▸ WORK ITEM:
Write out the listing exactly, dropping any picture it contains.

▸ EXTRACTED ENTRIES:

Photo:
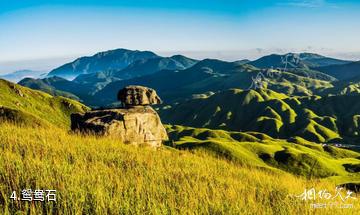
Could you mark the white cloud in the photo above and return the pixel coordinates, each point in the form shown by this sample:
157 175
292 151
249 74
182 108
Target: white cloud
308 3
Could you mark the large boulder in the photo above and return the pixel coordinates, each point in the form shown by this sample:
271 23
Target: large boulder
138 125
138 95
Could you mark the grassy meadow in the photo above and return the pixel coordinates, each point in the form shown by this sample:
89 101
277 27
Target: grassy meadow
101 175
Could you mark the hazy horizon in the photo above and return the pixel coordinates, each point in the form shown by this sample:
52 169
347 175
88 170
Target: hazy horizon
40 35
47 64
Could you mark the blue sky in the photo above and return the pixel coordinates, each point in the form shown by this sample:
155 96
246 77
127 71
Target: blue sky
56 31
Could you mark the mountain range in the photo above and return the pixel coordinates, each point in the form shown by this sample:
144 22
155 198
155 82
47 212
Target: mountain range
21 74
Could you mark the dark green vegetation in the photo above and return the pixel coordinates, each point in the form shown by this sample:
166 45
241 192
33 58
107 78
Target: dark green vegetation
332 119
297 156
280 112
102 61
220 172
29 107
292 60
21 74
342 71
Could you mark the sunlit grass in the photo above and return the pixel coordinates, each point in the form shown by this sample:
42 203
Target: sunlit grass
101 175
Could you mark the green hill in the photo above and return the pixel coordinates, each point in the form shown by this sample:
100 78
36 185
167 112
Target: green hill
214 75
31 107
343 71
299 157
314 118
102 61
294 60
97 175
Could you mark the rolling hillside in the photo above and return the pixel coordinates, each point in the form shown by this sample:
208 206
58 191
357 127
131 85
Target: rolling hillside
102 61
293 60
327 119
342 72
214 75
30 107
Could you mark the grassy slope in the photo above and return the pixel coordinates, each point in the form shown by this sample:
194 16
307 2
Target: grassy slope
327 119
101 175
299 157
29 106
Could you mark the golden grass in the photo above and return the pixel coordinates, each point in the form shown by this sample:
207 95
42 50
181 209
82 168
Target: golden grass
102 176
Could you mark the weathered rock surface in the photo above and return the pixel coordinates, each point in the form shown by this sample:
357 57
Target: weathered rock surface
138 95
137 125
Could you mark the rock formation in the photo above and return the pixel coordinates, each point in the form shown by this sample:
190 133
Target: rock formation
138 95
137 123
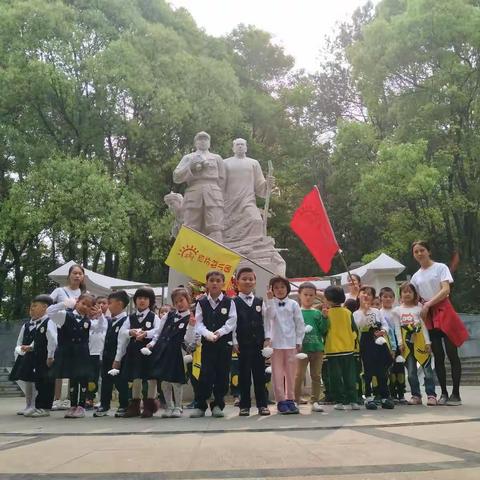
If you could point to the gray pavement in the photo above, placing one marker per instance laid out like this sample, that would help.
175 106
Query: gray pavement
406 443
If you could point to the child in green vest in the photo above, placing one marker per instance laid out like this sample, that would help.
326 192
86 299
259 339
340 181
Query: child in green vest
313 345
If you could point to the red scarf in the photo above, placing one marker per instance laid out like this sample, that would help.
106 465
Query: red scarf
444 317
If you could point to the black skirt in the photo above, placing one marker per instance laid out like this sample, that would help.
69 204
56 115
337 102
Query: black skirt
167 363
374 357
135 364
73 361
24 368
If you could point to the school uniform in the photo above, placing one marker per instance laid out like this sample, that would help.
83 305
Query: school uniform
44 346
376 359
135 365
167 356
397 371
250 336
108 357
212 315
23 369
72 358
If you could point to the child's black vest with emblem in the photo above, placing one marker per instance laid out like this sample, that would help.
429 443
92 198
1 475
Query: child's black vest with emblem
111 337
28 333
173 332
145 325
76 329
250 331
216 318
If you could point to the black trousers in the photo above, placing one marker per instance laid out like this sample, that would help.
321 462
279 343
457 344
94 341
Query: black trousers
45 392
251 364
93 380
214 375
120 383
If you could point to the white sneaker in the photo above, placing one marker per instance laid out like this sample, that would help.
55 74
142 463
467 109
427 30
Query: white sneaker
168 413
40 412
28 412
177 412
316 407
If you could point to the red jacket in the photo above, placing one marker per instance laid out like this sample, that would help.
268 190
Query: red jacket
444 317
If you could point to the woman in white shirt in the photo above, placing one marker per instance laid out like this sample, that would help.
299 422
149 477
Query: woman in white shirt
432 282
73 289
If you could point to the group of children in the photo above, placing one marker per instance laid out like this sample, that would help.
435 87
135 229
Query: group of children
358 352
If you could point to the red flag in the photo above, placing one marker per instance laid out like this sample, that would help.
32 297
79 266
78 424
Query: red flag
311 224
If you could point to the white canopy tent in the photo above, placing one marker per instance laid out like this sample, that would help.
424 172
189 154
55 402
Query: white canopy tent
378 273
97 283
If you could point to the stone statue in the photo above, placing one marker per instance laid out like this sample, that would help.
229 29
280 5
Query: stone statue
174 202
204 173
244 226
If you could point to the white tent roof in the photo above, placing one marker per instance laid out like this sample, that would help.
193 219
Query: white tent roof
97 283
382 265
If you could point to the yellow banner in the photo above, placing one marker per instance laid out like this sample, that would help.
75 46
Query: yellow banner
194 255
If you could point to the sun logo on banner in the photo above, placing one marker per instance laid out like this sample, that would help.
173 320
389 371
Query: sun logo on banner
188 251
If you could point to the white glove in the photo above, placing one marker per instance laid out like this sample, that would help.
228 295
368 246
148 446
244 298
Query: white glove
267 352
70 302
210 336
19 351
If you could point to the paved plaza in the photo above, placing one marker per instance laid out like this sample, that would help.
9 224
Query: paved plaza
407 443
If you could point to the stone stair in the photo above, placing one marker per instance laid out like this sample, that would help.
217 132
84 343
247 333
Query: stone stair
470 371
8 388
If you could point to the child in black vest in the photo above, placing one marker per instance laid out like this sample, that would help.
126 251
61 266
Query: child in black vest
216 318
117 303
72 359
167 358
249 341
35 350
136 347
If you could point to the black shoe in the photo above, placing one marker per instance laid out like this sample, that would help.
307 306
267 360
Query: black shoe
120 413
100 412
388 404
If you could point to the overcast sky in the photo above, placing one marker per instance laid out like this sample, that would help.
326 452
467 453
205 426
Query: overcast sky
300 26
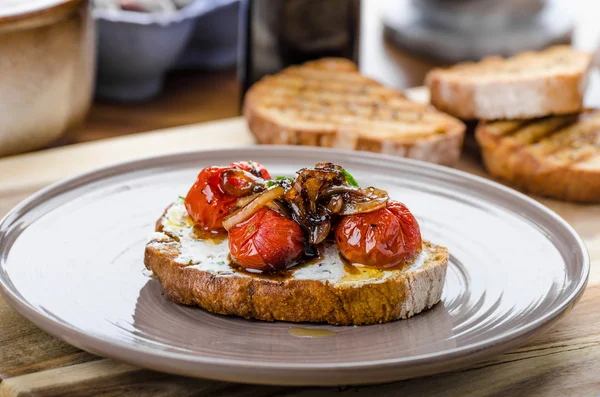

▸ ANSWER SECTION:
Photo:
Could you mark the white cloud in the photo above and return the pixel coordinates, each point in the form shown by this sample:
157 175
292 151
249 74
182 108
Target: white cloud
308 3
Could you mark the large boulder in the photo above and return the pixel coordinates, each point in the form shown by this sample:
271 23
Target: large boulder
138 125
138 95
Could you mark the grassy meadow in the photo above and return the pixel coordinates, each point in the form shown by this sample:
89 101
277 27
Target: grassy meadow
101 175
Could you mark the hazy horizon in the photo above and return the pixel coordinates, each point in the form shown by this sample:
52 169
347 175
88 170
Target: hazy horizon
40 35
47 64
Could you mark the blue sky in the photo above and return the pixel coordinates, each point in the form shown by this sample:
155 96
246 77
127 71
Target: blue sky
56 31
Could you mark the mountain range in the photo above and return the pixel coordinates, each point in the form shown by this sample:
144 22
155 198
155 82
47 212
Target: mountain range
21 74
Could you mark the dark green vegetation in the photo above and return the pixel coordinates, each point in the form shown by this sample:
166 45
241 192
33 58
107 78
Target: dark green vegetation
332 119
297 156
280 112
102 61
220 172
29 107
292 60
21 74
342 71
Could you mark the sunlit grass in the photo above and return the pixel coordinates, each point in the form shown by this sample:
42 203
Target: sunlit grass
101 175
Could you mark the green hill in the photo above and return the pixel coordinates, each point in the form shown by this sample:
100 78
36 185
167 112
Target: green hill
214 75
31 107
343 71
299 157
314 118
102 61
294 60
97 175
Could you mark the rolling hillside in the photo above and return the pixel coordinates, each point in the form shown by this sample:
208 206
58 191
357 127
131 85
Target: rolling hillside
102 61
293 60
327 119
342 72
214 75
30 107
Could you mark the grassy slope in the photo above and return the pixel coordinates, each point in the form shown by this sample:
194 16
307 2
Target: grassy slope
327 119
101 175
299 157
29 106
Could you mark the golden grass in the photo above and return the pixel coordinates, each point in the form shown by this sample:
207 95
42 50
181 209
82 168
Target: golden grass
102 176
Could you mark the weathered rock surface in the photo above and return the pixel coordinates, each point in the form shown by this sample:
357 57
Target: weathered rock surface
138 95
137 125
Could you mark the rock formation in the photo above and return the pixel coordinates, each point in the form shown by this sample:
190 133
Target: rock formation
138 95
137 123
If you could point to the gray pavement in the photo above, placing one marker per instance laid out like this sample, that would help.
175 106
Query: gray pavement
406 443
If you could point to the child in green vest in the photo above, placing one marker per instance laid out like this sample, that would help.
326 192
86 299
259 339
340 181
Query: child in green vest
313 345
If you could point to the red scarf in the photo above, placing one marker per instance laid out like this sample, that would help.
106 465
Query: red scarf
444 317
If you could point to the black skirt in the photo above, placing one marker per instance laid out like this sample, that would help.
69 204
56 115
337 102
Query: black skirt
167 363
374 357
135 364
73 361
24 368
If you could point to the school uniform in the photo above, placing one marker per instance laid out like this sample, that would help.
83 305
Query: school uniform
44 346
376 359
135 365
167 356
397 371
250 336
108 357
212 315
23 369
72 358
If you could point to the child's black vest with emblem in the photo above, placing one marker per instance laid out like this sample, that would help.
429 443
92 198
1 475
Query: child's black vest with emblem
111 337
28 333
173 332
145 325
76 329
250 331
216 318
If you could point to the black trousers in the photo above, placing one marker per instance laid out like this sample, that would help.
321 462
279 343
457 344
94 341
Query: black trousers
45 392
251 364
93 380
214 375
120 383
If you could point to the white sneaker in the photo above, placing one marker per instance laid out like this sample, that would help.
55 74
142 463
467 109
427 30
Query: white sneaker
168 413
40 412
28 412
177 412
316 407
If you could point to the red jacket in the photo above, placing one marker per instance laid out like this sample, that would help.
268 190
Query: red jacket
444 317
If you could point to the woman in white shirt in the photo above, placing one marker per instance laid out like this sample, that would help.
299 422
149 477
Query: woman in white shirt
432 282
73 289
If you could point to the group of children in the photo above, placing one marker per instance laid out like this sample, that would help.
435 87
135 229
Query: group of children
358 352
If you could point to the red flag in the photo above, placing one marker per instance laid out like this sample, that would help.
32 297
79 266
78 424
Query: red flag
311 224
If you could point to the white canopy tent in the photo above, placing one marker per instance laid out like this sample, that would help.
424 172
189 154
55 402
Query: white canopy tent
378 273
97 283
If you could point to the stone statue in the photo above, placing one marker per instance laid out like this sample, that would help.
229 29
280 5
Query: stone statue
174 202
204 173
244 226
If you could point to the white tent roof in the photo above, placing one marker per instance laid out like this sample, that would help.
193 219
Query: white tent roof
97 283
382 265
If you could point to the yellow banner in the photo above, placing one marker per instance laid out like this sample, that would help.
75 46
Query: yellow banner
194 255
If you could point to the sun logo on banner in the photo above, placing one marker per instance laid out like this sample, that would help.
173 320
389 371
Query: sun logo on banner
188 251
If you could point to the white glove in the photo above, placing one marker per instance laid out like this sample, that would help.
228 295
368 246
148 446
244 298
Query: white glove
267 352
70 302
210 336
19 351
If you could point to the paved plaza in the photo above, placing one marker per instance laid out like this sample, that would help.
9 224
Query: paved plaza
407 443
If you could point to the stone stair in the photo above, placing one marker per instance laid out like this sample, that would help.
217 132
84 343
247 333
Query: stone stair
470 371
8 388
If you could point to the child in black vest in the photo above, placing one marker per instance laid out like this sample, that would help.
126 251
61 266
Query: child in black vest
216 318
117 303
72 359
167 358
249 341
35 350
136 347
If you could point to the black shoe in the photo above, placing one marker per instance laid out like this sample, that would help.
307 306
267 360
Query: black shoe
120 413
100 412
388 404
If you could point to the overcast sky in the photo above, placing one marker per instance laid out like this sample, that would help.
326 452
467 453
205 426
Query: overcast sky
300 26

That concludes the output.